EXERCISE DIRECTIONS. Your copy of the material below should match it exactly, except that it holds no pictures.

TASK DATA.
◆ ◆ ◆ ◆ ◆
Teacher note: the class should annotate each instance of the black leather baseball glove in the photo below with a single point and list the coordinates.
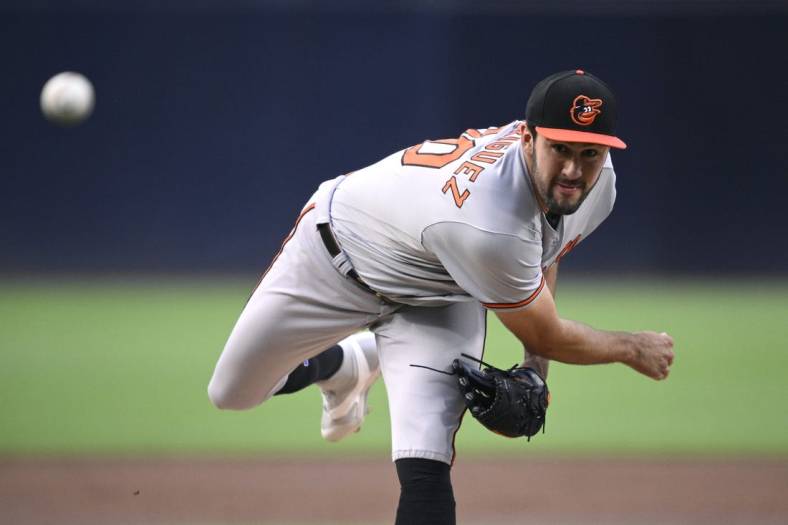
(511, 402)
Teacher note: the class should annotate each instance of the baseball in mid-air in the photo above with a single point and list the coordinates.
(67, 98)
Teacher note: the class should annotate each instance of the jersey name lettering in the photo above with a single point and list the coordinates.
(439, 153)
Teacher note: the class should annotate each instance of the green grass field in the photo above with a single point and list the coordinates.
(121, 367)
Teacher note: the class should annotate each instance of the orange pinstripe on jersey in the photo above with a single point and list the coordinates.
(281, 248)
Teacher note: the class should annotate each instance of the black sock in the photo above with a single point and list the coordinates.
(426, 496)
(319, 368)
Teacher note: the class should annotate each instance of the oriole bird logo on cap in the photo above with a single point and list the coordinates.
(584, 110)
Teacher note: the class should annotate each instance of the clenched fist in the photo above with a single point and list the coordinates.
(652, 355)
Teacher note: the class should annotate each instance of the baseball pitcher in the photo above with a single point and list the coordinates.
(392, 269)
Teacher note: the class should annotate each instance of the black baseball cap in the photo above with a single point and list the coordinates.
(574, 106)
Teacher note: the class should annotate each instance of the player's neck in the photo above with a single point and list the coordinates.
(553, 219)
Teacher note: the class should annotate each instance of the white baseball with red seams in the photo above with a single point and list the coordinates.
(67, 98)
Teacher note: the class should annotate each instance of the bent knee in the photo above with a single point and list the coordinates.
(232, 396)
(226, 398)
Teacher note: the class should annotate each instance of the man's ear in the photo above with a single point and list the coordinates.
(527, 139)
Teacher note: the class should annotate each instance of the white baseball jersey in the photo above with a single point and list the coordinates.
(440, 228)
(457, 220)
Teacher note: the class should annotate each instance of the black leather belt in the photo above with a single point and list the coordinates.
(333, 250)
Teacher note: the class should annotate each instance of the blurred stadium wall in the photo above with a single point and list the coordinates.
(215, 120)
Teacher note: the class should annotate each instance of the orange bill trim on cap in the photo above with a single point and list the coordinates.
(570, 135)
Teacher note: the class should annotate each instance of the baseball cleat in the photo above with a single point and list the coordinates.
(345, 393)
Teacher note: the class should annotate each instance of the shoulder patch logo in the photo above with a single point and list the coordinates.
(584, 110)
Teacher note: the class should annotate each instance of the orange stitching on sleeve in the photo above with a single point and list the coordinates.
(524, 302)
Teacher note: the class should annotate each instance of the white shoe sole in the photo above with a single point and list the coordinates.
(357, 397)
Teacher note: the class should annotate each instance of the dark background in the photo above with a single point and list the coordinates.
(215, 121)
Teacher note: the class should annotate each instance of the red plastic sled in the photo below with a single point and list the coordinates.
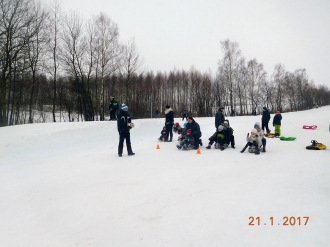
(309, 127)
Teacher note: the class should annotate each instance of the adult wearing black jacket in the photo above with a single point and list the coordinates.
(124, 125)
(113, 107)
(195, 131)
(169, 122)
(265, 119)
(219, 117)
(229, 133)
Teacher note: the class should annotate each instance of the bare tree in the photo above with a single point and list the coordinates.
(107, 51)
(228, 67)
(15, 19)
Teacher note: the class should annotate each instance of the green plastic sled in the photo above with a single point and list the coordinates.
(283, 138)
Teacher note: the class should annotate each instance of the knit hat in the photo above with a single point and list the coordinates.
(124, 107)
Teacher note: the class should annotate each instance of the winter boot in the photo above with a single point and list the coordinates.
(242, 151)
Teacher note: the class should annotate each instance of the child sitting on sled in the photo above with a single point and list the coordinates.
◆ ◆ ◆ ◆ ◆
EXERCISE RESPONSE.
Teacher note: the class should annotate each instance of the black leather baseball glove in the photo below with a single point and list the coordinates.
(511, 402)
Teacher note: the class should annotate each instance of the baseball in mid-air in the photo above with a single point and list the coordinates.
(67, 98)
Teacher note: the class should annotate each instance of the jersey name lettering in the photo above with a single point and list the coordinates.
(439, 153)
Teacher note: the class should annotate each instance of the green grass field in the photo above with a single point and list the coordinates.
(121, 367)
Teacher note: the class should annotate each instance of the orange pinstripe on jersey in the photo above with a single point and list the coordinates.
(281, 248)
Teacher note: the class should annotate each instance of the black sock in the photo above with a single point and list the coordinates.
(426, 496)
(319, 368)
Teacher note: the class should annotate each instance of the oriole bird logo on cap in the photo above with a single point and list the coordinates.
(584, 110)
Teacher note: the class should annotate each instance of the clenched fist in the photo above with a single point and list the coordinates.
(652, 355)
Teacher note: the class should annotate each instance of the baseball pitcher in the photo above with a single point and list the coordinates.
(392, 269)
Teacher note: the class should annotate each instance of the black baseball cap in the photo above with a single point and list the coordinates.
(574, 106)
Teacher note: the class should annotate each instance of the player's neck in the photo above with a single point and list the coordinates.
(553, 219)
Teacher note: the class should annotate each instance of the white baseball with red seams in the photo above with a single point and list the coordinates.
(67, 98)
Teacher note: the class should annotate each instance of the bent knee in the photo above with a single point and list the coordinates.
(232, 396)
(226, 398)
Teacher note: the class should annotate each instance of the man's ear in the photo above with a single point and list the coordinates.
(527, 139)
Teacher note: the class should annotate each instance of the white baseball jersey in the photo above with a single point and list the coordinates.
(440, 228)
(457, 220)
Teacher note: the class should annotate each instance of the black leather belt in the photo above with a single point and list the coordinates.
(333, 250)
Teacher note: the class should annotate each instance of the blurred stadium wall in the photo above with a single point and list the coordinates.
(215, 120)
Teacher note: the class should annotate each instance of the orange bill trim on cap in the photo above with a single point and list the coordinates.
(570, 135)
Teacher note: the class should annotate each instance of the baseball cleat in the photo above with a single point and list the coordinates.
(345, 393)
Teacher note: the class should annotate each instance of the shoulder patch logo in the photo above with a single point and list the coordinates.
(584, 110)
Teacher note: the class should annotate each instance of the orange stitching on sleeve in the photo above with a single point and list the coordinates.
(524, 302)
Teacher note: the class should annotate each instance of the white shoe sole in the photo above with a single point and list the coordinates.
(357, 397)
Teacher note: the class should annotate each instance of the dark background in the photo above with a single point and list the coordinates.
(215, 121)
Teacher note: the class should annotate each instance of the red plastic sled in the photo below with a single point and list the coordinates.
(309, 127)
Teacher note: the class should annotate each instance of the adult wearing black jacket in the photo above with a single point and list the coordinates.
(124, 125)
(113, 107)
(195, 131)
(169, 122)
(265, 119)
(219, 117)
(229, 133)
Teacher note: the class should annotate each instance of the bare tree in the photo above with a single point and list the coordinates.
(107, 51)
(228, 67)
(15, 19)
Teacher note: the class should annotate each instance of the green plastic sled in the photo above with a single point and list the coordinates.
(283, 138)
Teacher note: the class should annotate each instance of the knit hat in the photo above with a single point and list the coordinates.
(124, 107)
Teacher note: the class should annotate each instance of the winter boot in the photo above with a single point and list the coordinates.
(242, 151)
Teacher note: the class should annotate each instance of the child sitting on sled in the photo above with a single point and list the coordinates.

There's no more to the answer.